### List of tasks
1. Reproduce the part of the blog post on dysphoria between "A friend and" and "crash back into my world.", inclusive.
2. In the blog post on dysphoria, why did the film's final twist come as such a shock to the writer? Answer in one to three sentences.

### Document excerpt
**********

Posts Tagged ‘Dysphoria’
Sundays are by tradition a day to relax. Trade your heels for a ratty pair of sneakers, put your hair up in a ponytail, and bum around in a pair of sweats. On Saturday you ran your errands and on Monday you go back to work but now, for a lovely twenty-four hours, you are responsibility free. Some people chose to spend that time in worship, others with family, and still others at the local gym getting buff and hot or at least checking out those who are. Ultimately people are opting to hide from the every day by engaging themself in activity that leaves weekly stressors behind and engages them in the now. For me that now-centred activity is movies. Old or new, A-list or B-cheese, black and white, Technicolor, or digital doesn’t matter; just give me a plot and a character to root for. It’s my escape, my chance to leave my world behind and slip into someone else’s. So it came as quite a shock this last Sunday when the exciting suspense/horror film I was watching thrust me back into my world.
A friend and I went to see House at the End of the Street. This was a four star suspense piece; the writers set complications and clues up in advance, revealed back story at key moments, and provided several throw your popcorn everywhere scares. I cannot in any way fault the writing. On near equal level were the actors. Lawrence and Shue were excellent and Thieroit was very James Dean (they even allude to Dean in one scene). But the big suspense-filled twist is what knocked me head first down the basement stairs landing me with an abrupt crash back into my world.
Those of you who do not wish to have the end of the film revealed should stop reading now. If you don’t plan on seeing this flicker, don’t mind spoilers, or are just painfully curious, feel free to read on.
I’m not joking; I’m going to give away the end.
… Shh! Spoilers …
The film’s final twist hit me in the spot I use films to escape from: my dysphoria. (I’m serious this your last chance to stop before I give aways the big reveal.) When Josh was little, he was damaged in a way that plays on the Norman Bates motif. He witnessed his sister’s accidental death and, after druggie dad buries her in the woods, crack-addled mom, in a new twist on forced feminisation, declares Josh is Carrie Anne and forces him to live as her for ten years before he, inevitably, murders his parents. This reveal did not so much knock me out of the movie’s world as it did merge it with my own and raised two major issues for me.
The first is the essential nature of transsexualism, that is dysphoria, living your life as one person while knowing you are someone else. I imagine this plot twist would be particularly triggering for trans men. The distressing image of a little boy in a dress pleading “I’m not Carrie Anne” will resonate with the darker natures of their pasts and dysphoria. As a trans woman, I also found the scene dysphoria triggering, as I recalled moments from my past that, though reversed, were equally damaging.

**********

### Extracted entries
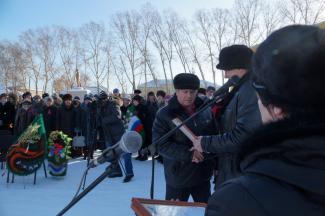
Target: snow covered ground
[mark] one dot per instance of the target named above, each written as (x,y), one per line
(50,195)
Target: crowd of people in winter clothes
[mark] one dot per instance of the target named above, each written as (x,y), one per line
(263,138)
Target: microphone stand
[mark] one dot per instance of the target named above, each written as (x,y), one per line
(203,107)
(85,191)
(93,139)
(218,97)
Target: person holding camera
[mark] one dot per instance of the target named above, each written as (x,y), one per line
(109,117)
(283,163)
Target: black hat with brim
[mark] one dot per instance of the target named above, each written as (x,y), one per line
(186,81)
(235,57)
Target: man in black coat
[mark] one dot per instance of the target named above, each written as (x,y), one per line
(49,115)
(3,113)
(184,177)
(283,163)
(111,122)
(239,116)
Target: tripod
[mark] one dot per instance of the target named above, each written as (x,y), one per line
(85,191)
(222,95)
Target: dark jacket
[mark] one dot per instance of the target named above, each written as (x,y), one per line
(65,120)
(49,115)
(23,119)
(111,122)
(152,109)
(2,116)
(283,174)
(7,115)
(179,169)
(238,120)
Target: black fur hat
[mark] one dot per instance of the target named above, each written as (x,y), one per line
(45,95)
(288,69)
(103,95)
(235,57)
(67,97)
(161,93)
(186,81)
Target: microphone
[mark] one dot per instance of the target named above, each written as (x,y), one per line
(130,142)
(233,81)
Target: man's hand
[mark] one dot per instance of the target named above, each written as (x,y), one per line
(197,157)
(197,144)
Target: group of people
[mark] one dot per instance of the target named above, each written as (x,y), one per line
(263,141)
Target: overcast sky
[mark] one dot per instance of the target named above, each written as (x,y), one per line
(17,16)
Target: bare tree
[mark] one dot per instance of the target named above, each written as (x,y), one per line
(126,25)
(159,42)
(271,18)
(174,24)
(147,14)
(246,14)
(303,11)
(34,64)
(93,35)
(46,51)
(12,66)
(193,47)
(69,52)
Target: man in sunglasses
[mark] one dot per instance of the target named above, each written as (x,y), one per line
(238,117)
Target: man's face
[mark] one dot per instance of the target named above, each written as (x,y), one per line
(67,103)
(3,100)
(235,72)
(135,102)
(151,98)
(48,103)
(126,102)
(26,106)
(160,99)
(28,97)
(86,101)
(210,93)
(186,97)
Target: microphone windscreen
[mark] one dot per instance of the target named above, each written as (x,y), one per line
(131,142)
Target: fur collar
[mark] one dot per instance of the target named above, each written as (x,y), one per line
(276,133)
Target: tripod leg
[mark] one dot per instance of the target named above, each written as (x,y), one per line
(35,177)
(8,173)
(152,177)
(45,173)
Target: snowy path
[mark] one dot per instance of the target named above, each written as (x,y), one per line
(49,196)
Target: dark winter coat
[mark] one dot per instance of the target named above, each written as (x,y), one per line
(238,120)
(179,169)
(23,119)
(283,173)
(10,113)
(79,118)
(49,115)
(151,109)
(65,120)
(111,122)
(2,116)
(88,127)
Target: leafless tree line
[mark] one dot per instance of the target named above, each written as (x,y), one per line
(137,46)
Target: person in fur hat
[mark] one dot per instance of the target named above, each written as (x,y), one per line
(65,116)
(238,117)
(282,163)
(183,177)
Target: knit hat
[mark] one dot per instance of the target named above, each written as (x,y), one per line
(235,57)
(288,69)
(186,81)
(67,97)
(161,93)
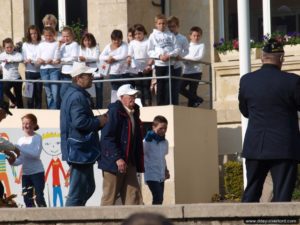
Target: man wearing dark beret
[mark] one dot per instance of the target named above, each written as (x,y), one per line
(270,99)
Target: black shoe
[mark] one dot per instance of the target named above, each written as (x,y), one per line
(198,102)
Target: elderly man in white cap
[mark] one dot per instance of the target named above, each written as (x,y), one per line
(79,128)
(122,153)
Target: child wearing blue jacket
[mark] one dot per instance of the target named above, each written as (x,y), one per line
(155,149)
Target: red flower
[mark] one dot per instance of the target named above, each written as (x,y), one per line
(235,44)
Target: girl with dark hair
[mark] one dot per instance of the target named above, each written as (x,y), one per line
(32,71)
(33,175)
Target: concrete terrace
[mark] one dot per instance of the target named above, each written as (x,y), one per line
(189,214)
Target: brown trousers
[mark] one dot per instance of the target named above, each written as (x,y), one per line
(125,184)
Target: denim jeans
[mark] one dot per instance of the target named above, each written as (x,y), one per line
(189,88)
(36,101)
(36,183)
(162,96)
(175,85)
(57,193)
(82,184)
(51,89)
(99,94)
(157,190)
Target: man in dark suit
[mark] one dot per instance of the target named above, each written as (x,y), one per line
(270,99)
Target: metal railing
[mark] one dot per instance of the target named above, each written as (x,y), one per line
(169,77)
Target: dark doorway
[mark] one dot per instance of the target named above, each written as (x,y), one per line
(43,7)
(76,12)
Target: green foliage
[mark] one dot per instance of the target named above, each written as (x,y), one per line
(233,180)
(78,29)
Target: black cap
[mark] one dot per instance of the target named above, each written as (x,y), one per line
(273,46)
(4,105)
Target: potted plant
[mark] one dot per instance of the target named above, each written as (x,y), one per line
(292,44)
(228,50)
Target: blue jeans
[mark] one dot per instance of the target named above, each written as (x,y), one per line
(157,190)
(99,94)
(36,183)
(175,85)
(57,193)
(51,89)
(82,184)
(36,101)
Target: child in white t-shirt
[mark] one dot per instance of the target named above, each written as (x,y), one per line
(49,59)
(163,46)
(10,60)
(32,71)
(69,50)
(141,64)
(173,25)
(192,69)
(89,53)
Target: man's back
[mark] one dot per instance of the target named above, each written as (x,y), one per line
(270,99)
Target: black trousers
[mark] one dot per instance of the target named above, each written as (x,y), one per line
(283,173)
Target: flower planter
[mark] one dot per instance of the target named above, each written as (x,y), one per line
(235,55)
(292,50)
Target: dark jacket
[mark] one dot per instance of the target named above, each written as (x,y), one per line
(270,99)
(77,119)
(116,139)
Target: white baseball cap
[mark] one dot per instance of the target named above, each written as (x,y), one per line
(80,68)
(126,89)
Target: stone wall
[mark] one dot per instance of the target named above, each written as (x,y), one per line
(204,214)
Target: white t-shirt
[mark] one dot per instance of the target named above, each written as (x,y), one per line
(11,67)
(91,55)
(30,51)
(162,42)
(69,54)
(120,54)
(138,51)
(49,50)
(30,148)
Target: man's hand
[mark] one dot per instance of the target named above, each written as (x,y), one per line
(2,114)
(16,151)
(164,58)
(11,157)
(122,166)
(103,119)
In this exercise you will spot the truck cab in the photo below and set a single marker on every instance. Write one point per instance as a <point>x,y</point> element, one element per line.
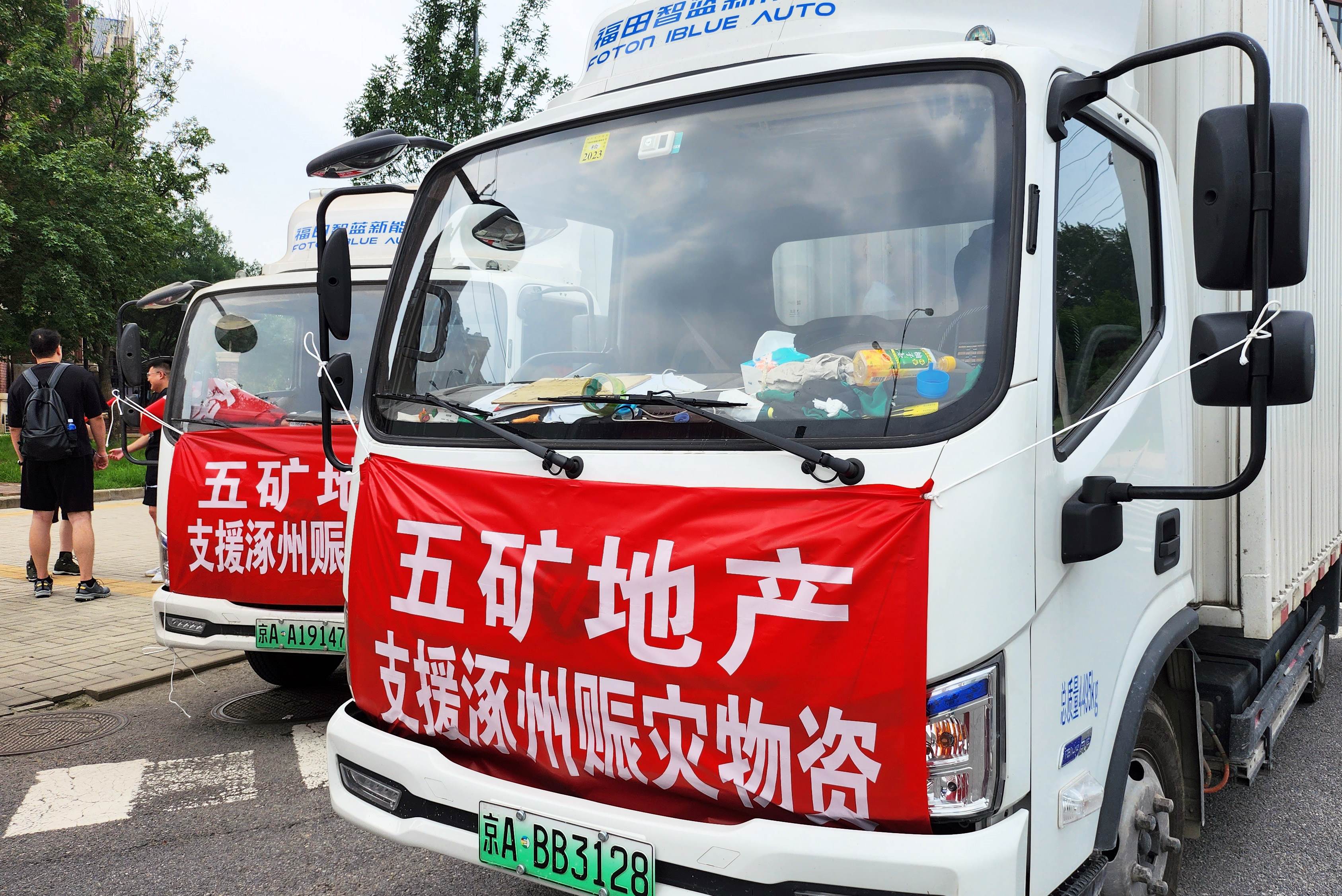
<point>912,246</point>
<point>253,517</point>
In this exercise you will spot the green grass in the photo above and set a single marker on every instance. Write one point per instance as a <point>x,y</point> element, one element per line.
<point>120,474</point>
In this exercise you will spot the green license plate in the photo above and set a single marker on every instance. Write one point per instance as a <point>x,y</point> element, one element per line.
<point>560,852</point>
<point>298,635</point>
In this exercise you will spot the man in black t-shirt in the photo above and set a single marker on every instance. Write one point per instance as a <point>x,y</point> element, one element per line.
<point>66,483</point>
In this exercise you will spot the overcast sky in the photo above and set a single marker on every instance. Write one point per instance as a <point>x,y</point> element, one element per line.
<point>272,82</point>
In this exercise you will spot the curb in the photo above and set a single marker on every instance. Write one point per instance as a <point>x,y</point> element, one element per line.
<point>101,495</point>
<point>125,686</point>
<point>144,680</point>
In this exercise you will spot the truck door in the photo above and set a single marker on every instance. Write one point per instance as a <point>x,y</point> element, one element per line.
<point>1112,325</point>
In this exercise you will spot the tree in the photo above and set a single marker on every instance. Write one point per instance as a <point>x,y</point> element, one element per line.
<point>93,212</point>
<point>445,92</point>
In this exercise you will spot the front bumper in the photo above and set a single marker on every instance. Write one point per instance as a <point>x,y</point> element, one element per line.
<point>231,627</point>
<point>758,857</point>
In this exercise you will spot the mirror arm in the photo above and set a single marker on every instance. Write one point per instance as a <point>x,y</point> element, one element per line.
<point>117,384</point>
<point>1259,357</point>
<point>324,336</point>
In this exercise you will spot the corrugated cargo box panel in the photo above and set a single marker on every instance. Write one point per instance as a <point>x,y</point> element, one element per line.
<point>1259,555</point>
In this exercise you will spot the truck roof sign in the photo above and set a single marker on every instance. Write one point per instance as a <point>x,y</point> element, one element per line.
<point>655,39</point>
<point>375,226</point>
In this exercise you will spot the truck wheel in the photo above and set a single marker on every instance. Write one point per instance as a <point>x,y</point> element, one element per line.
<point>1318,674</point>
<point>294,670</point>
<point>1148,857</point>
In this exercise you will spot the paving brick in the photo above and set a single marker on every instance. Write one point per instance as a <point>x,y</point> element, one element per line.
<point>57,646</point>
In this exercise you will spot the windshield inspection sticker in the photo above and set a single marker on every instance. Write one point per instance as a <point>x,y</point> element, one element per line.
<point>594,148</point>
<point>666,143</point>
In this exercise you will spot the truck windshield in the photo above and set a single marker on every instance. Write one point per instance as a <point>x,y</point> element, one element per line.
<point>804,253</point>
<point>242,364</point>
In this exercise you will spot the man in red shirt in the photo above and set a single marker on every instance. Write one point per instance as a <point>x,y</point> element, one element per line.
<point>151,432</point>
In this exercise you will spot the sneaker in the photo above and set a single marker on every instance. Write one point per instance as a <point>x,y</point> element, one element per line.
<point>90,591</point>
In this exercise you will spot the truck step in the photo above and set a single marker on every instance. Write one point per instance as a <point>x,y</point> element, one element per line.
<point>1255,730</point>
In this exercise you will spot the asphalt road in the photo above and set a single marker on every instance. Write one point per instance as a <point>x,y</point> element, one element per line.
<point>231,809</point>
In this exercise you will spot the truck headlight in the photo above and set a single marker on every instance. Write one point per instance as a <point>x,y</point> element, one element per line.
<point>963,745</point>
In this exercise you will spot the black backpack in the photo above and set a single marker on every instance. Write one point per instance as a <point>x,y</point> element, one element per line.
<point>46,434</point>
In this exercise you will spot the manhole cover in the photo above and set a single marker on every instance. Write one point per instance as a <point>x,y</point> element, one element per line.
<point>277,706</point>
<point>53,730</point>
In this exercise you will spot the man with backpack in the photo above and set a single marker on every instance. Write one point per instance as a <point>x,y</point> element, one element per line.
<point>53,408</point>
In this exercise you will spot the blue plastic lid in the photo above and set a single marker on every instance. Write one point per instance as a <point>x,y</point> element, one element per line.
<point>933,383</point>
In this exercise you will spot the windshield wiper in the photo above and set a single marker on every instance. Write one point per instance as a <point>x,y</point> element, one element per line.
<point>850,471</point>
<point>572,467</point>
<point>205,423</point>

**********

### Answers for the exercise
1.
A friend and I went to see House at the End of the Street. This was a four star suspense piece; the writers set complications and clues up in advance, revealed back story at key moments, and provided several throw your popcorn everywhere scares. I cannot in any way fault the writing. On near equal level were the actors. Lawrence and Shue were excellent and Thieroit was very James Dean (they even allude to Dean in one scene). But the big suspense-filled twist is what knocked me head first down the basement stairs landing me with an abrupt crash back into my world.

2. Movies are the writer's escape, a chance to leave their own world behind and slip into someone else's. The twist struck the very thing the writer uses films to escape from, their dysphoria. It merged the movie's world with the writer's own instead of letting them leave it behind.